Directive
Below are some records; return each one exactly.

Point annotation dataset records
--

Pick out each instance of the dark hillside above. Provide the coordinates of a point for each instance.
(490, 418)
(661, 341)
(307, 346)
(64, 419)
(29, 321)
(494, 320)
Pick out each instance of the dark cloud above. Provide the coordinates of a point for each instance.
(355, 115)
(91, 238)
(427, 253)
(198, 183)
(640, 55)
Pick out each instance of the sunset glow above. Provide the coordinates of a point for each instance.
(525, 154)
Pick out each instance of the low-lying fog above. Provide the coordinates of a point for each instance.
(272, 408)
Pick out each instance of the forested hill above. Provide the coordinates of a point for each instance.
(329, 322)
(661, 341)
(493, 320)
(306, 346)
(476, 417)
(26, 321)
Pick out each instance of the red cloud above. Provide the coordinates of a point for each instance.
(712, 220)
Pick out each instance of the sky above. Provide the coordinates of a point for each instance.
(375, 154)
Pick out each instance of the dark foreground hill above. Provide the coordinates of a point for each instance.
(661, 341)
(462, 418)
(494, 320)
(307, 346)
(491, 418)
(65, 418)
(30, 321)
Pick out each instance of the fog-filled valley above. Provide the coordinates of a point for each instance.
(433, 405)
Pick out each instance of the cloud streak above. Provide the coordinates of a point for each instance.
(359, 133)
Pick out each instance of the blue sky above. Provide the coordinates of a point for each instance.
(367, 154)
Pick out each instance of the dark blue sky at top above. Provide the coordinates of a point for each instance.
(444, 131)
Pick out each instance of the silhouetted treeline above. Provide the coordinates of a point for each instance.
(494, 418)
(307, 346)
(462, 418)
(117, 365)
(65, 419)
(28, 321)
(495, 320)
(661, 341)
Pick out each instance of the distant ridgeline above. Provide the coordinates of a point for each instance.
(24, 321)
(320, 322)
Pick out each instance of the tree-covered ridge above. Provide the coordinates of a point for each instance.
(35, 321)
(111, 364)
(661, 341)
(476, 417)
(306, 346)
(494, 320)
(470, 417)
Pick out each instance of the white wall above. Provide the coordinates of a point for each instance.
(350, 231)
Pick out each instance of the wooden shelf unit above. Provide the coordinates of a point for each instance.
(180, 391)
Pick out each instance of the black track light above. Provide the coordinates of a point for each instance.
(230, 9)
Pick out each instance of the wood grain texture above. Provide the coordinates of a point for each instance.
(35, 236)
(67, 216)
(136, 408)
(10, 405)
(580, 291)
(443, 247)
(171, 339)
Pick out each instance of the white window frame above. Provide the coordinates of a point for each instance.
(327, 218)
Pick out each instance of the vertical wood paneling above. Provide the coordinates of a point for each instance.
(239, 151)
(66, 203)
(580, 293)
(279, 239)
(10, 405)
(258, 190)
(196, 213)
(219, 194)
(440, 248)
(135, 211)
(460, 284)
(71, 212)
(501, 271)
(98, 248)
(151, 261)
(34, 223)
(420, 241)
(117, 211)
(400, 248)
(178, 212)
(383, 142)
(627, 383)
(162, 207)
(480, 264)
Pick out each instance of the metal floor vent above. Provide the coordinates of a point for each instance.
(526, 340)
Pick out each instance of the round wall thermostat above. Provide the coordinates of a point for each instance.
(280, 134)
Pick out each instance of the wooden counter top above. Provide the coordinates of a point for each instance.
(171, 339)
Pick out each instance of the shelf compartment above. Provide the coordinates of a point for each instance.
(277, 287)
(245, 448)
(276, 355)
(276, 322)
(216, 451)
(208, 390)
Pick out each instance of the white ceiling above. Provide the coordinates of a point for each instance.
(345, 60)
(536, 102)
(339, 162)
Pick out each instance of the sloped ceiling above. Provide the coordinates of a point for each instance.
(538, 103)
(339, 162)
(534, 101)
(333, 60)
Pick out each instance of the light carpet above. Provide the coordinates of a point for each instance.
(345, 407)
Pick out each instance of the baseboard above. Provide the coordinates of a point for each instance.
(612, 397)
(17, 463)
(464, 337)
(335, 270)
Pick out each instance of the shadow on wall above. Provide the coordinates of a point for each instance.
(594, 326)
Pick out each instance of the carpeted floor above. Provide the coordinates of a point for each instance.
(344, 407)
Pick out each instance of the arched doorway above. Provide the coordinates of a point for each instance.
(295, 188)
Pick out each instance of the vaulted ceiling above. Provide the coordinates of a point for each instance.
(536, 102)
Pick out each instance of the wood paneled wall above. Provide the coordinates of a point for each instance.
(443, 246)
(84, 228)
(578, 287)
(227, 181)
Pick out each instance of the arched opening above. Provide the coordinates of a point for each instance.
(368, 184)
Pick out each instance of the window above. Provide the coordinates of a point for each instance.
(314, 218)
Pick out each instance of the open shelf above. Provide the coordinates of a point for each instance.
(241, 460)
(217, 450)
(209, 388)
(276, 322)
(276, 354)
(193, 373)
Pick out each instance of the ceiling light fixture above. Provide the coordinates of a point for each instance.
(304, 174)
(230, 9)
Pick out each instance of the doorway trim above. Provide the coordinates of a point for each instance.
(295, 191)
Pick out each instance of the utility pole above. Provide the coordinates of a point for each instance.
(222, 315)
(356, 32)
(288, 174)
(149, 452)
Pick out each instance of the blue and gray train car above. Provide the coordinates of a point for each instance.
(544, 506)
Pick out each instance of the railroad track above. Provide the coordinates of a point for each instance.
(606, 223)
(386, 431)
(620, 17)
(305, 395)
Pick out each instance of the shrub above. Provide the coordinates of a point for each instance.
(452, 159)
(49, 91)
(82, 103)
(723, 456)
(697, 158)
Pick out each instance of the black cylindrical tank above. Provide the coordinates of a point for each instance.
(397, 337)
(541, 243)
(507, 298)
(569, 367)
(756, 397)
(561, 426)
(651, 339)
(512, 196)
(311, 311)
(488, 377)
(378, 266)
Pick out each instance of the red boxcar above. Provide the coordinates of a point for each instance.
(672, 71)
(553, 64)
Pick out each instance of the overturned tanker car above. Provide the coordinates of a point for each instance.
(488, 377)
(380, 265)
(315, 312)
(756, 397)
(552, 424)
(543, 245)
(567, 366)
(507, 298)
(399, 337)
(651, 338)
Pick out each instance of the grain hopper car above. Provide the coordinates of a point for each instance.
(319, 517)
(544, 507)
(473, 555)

--

Answer
Pick out each instance of the dark hillside above. Provide the coordinates of a point for each instance.
(490, 418)
(661, 341)
(307, 346)
(64, 419)
(29, 321)
(494, 320)
Pick out each instance of the dark cloud above. Provide the coordinates of a point for each instance.
(355, 115)
(91, 238)
(427, 253)
(198, 183)
(640, 55)
Pick out each instance of the sunset glow above. Provide the coordinates of a point for each instance.
(525, 154)
Pick out each instance of the low-lying fog above. Provide the coordinates of a point for each instance.
(272, 408)
Pick out each instance of the forested hill above. Provide the coordinates of a point for each instance.
(329, 322)
(661, 341)
(493, 320)
(306, 346)
(476, 417)
(26, 321)
Pick out each instance of the red cloud above. Provide the coordinates of a point for each instance.
(712, 220)
Pick out each instance of the sky above. Provide the coordinates of a point for each instance.
(375, 154)
Pick out each instance of the dark foreground hill above. Provide the coordinates of a point for each instance.
(661, 341)
(462, 418)
(494, 320)
(307, 346)
(491, 418)
(65, 418)
(30, 321)
Pick out each instance of the fog-filled valley above. Provide the coordinates of a point for each instance.
(433, 405)
Pick out each instance of the cloud streak above. Provide the coordinates of a point for each instance.
(359, 133)
Pick out each instance of the blue sky above. Provide the coordinates of a point for each instance.
(367, 154)
Pick out each instance of the dark blue sky at top above. Provide the coordinates of a point for each instance.
(444, 131)
Pick out each instance of the silhouetted treeline above. Provide the coordinates of a point for each instance.
(494, 418)
(307, 346)
(462, 418)
(117, 365)
(65, 419)
(28, 321)
(495, 320)
(661, 341)
Pick out each instance of the distant ridgeline above. Provide the coordinates of a point for each instance.
(24, 321)
(320, 322)
Pick out each instance of the tree-covered ridge above. Provide the coordinates of a point for each instance.
(35, 321)
(111, 364)
(661, 341)
(476, 417)
(306, 346)
(494, 320)
(470, 417)
Pick out each instance of the white wall above. Provide the coordinates of a point for each instance.
(350, 231)
Pick out each instance of the wooden shelf unit above. Provide the coordinates of a point for each instance.
(180, 391)
Pick out each instance of the black track light above. Provide the coordinates of a point for each instance.
(230, 9)
Pick out each instance of the wood grain texture above. Provide the coordinates of a point for each instance.
(35, 236)
(67, 216)
(136, 408)
(10, 405)
(580, 291)
(443, 247)
(171, 339)
Pick out each instance of the white window frame above. Provide the coordinates of a point for each instance.
(327, 218)
Pick out each instance of the vertical wood paneling above. Provide the coordinates of a point for each instance.
(239, 151)
(66, 203)
(580, 293)
(279, 239)
(10, 405)
(258, 190)
(196, 213)
(219, 194)
(440, 248)
(135, 211)
(460, 284)
(71, 212)
(501, 271)
(98, 248)
(151, 261)
(34, 223)
(420, 241)
(117, 211)
(400, 248)
(178, 212)
(383, 142)
(627, 383)
(162, 207)
(480, 264)
Pick out each instance of the metal floor vent above. Provide the coordinates of a point for each instance.
(526, 340)
Pick out each instance of the round wall thermostat above. Provide the coordinates of a point for each instance.
(280, 134)
Pick out each instance of the wooden counter top above. Provide the coordinates of a point for each instance.
(171, 339)
Pick out each instance of the shelf compartment above. Provide the coordinates of a point for each instance.
(277, 287)
(245, 448)
(276, 355)
(276, 322)
(216, 451)
(208, 390)
Pick out each instance of the white ceiling above. Provide the coordinates of a point for each instance.
(345, 60)
(536, 102)
(339, 162)
Pick out each instance of the sloped ceiling above. Provide the coordinates of a point for each instance.
(538, 103)
(339, 162)
(534, 101)
(333, 60)
Pick out each instance of the light carpet above. Provide the coordinates of a point for each instance.
(345, 407)
Pick out each instance of the baseboard above. Provide the coordinates of a point for each instance.
(612, 397)
(17, 463)
(464, 337)
(335, 270)
Pick out each instance of the shadow on wall above. Provide the coordinates of a point for each instance.
(594, 326)
Pick out each instance of the carpeted floor above. Provide the coordinates of a point for each instance.
(344, 407)
Pick out each instance of the arched doorway above. Provide the coordinates of a point for each instance.
(295, 188)
Pick out each instance of the vaulted ceiling above. Provide the coordinates of a point for each instance.
(536, 102)
Pick out each instance of the wood paneled wall above. Provide the coordinates of a point for each instance.
(443, 246)
(84, 228)
(578, 287)
(227, 181)
Pick out each instance of the arched opening above. Provide the coordinates of a point for each instance.
(368, 184)
Pick out each instance of the window above. Provide the coordinates of a point for each instance.
(314, 218)
Pick out each instance of the open shelf above. Provide the coordinates of a point for each instance.
(241, 460)
(217, 450)
(209, 388)
(276, 322)
(276, 354)
(193, 373)
Pick out each instance of the ceiling light fixture above. Provide the coordinates of a point for each instance.
(304, 174)
(230, 9)
Pick out each instance of the doorway trim above. Provide the coordinates of a point for each instance.
(295, 191)
Pick out each instance of the utility pole above. Provide the coordinates of a point for each instance.
(222, 315)
(356, 32)
(288, 174)
(149, 452)
Pick out each instance of the blue and gray train car above. Provide the coordinates of a point for each instance.
(544, 506)
Pick out each instance of the railroad track above. Provide the coordinates of a point for each instance.
(606, 223)
(386, 431)
(620, 17)
(305, 395)
Pick out each instance of the shrub above. Provide the coordinates of a point for each instance.
(452, 159)
(49, 91)
(82, 103)
(723, 456)
(697, 158)
Pick out each instance of the black cylindrical tank above. Provide the coordinates of a point for each instance.
(397, 337)
(541, 243)
(507, 298)
(569, 367)
(756, 397)
(561, 426)
(651, 339)
(512, 196)
(311, 311)
(488, 377)
(378, 266)
Pick out each instance of the red boxcar above. Provide the coordinates of a point for each instance.
(672, 71)
(553, 64)
Pick out each instance of the overturned tanker car above. Provide the coordinates of a point for each instance.
(488, 377)
(380, 265)
(315, 312)
(756, 397)
(552, 424)
(543, 245)
(567, 366)
(507, 298)
(399, 337)
(651, 338)
Pick out each instance of the grain hopper car above. Provide the coordinates of a point for each instance.
(319, 517)
(544, 507)
(473, 555)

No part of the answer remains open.